┌─ Data rows

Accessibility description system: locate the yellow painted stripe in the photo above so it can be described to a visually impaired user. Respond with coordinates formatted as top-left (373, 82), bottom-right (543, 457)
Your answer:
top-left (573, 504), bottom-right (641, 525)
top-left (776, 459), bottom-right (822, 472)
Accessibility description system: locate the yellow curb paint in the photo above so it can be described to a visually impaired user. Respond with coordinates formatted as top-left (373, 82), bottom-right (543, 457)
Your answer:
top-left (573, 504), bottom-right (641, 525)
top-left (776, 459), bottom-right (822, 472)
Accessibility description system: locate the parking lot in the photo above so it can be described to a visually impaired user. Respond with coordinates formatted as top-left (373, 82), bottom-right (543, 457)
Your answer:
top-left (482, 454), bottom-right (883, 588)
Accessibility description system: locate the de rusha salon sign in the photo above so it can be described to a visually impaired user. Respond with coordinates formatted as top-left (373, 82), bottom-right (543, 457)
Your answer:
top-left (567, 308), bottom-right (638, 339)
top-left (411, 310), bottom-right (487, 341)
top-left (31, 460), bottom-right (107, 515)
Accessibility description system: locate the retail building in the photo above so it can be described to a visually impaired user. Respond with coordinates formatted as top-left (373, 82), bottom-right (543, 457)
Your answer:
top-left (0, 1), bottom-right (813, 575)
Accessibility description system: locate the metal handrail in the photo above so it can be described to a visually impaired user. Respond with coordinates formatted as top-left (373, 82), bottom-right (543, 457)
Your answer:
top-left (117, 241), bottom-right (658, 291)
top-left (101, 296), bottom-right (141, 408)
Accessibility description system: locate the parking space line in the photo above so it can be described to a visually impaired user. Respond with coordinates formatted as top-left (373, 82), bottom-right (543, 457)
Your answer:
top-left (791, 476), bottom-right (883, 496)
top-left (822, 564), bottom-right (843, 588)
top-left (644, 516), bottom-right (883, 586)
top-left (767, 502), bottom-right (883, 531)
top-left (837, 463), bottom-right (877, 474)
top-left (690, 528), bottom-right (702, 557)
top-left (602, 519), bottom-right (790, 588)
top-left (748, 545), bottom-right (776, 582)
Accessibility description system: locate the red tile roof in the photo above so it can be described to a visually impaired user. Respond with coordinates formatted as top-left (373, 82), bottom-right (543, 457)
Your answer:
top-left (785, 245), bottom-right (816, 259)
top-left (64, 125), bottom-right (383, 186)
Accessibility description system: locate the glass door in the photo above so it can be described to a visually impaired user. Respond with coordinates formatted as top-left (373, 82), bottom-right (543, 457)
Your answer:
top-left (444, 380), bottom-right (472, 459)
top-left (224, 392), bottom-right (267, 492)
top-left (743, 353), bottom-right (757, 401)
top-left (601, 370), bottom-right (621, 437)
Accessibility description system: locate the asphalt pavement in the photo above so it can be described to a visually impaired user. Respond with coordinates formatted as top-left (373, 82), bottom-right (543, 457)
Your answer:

└─

[Task directions]
Rescale the part of the entries that opens with the line containing "Accessibility description system: locate the metal" and closes at the end of the entries by writing out all of its lines, requests included. Multiply every coordinate in the answers by 0.5 and round to whole numbers, with halves rounded up.

[Response for this exercise]
Accessibility description system: locate the metal handrail in the photo above so it can be described to a visually impaired user. Respond with coordinates formatted as top-left (373, 82), bottom-right (543, 457)
Your answer:
top-left (59, 121), bottom-right (329, 146)
top-left (51, 148), bottom-right (71, 204)
Accessibility description system: locate the parking space line in the photo above so it can be described to a visually impaired user. Respond with coordinates formatted as top-left (373, 82), bottom-right (543, 457)
Your answer:
top-left (396, 238), bottom-right (442, 248)
top-left (411, 282), bottom-right (422, 294)
top-left (322, 258), bottom-right (442, 293)
top-left (384, 251), bottom-right (442, 266)
top-left (419, 232), bottom-right (439, 237)
top-left (345, 264), bottom-right (351, 279)
top-left (301, 260), bottom-right (395, 294)
top-left (374, 273), bottom-right (388, 291)
Accessibility description system: locate the red tile roof in the photo above so it can be described to a visually impaired user. Respond with coordinates formatted as top-left (373, 82), bottom-right (543, 457)
Your answer:
top-left (393, 123), bottom-right (408, 130)
top-left (32, 63), bottom-right (192, 93)
Accessibility description system: locate the glass door in the photo above so it can be described to a visually impaired user. Respond with coordinates formatted as top-left (373, 82), bottom-right (543, 457)
Your answer:
top-left (222, 190), bottom-right (236, 230)
top-left (112, 196), bottom-right (134, 246)
top-left (372, 177), bottom-right (379, 201)
top-left (301, 185), bottom-right (311, 219)
Accessibility description system: locate the asphalt pavement in the photo above so it can be described to a visually impaired user. Respond with coordinates formatted as top-left (373, 82), bottom-right (543, 457)
Your answer:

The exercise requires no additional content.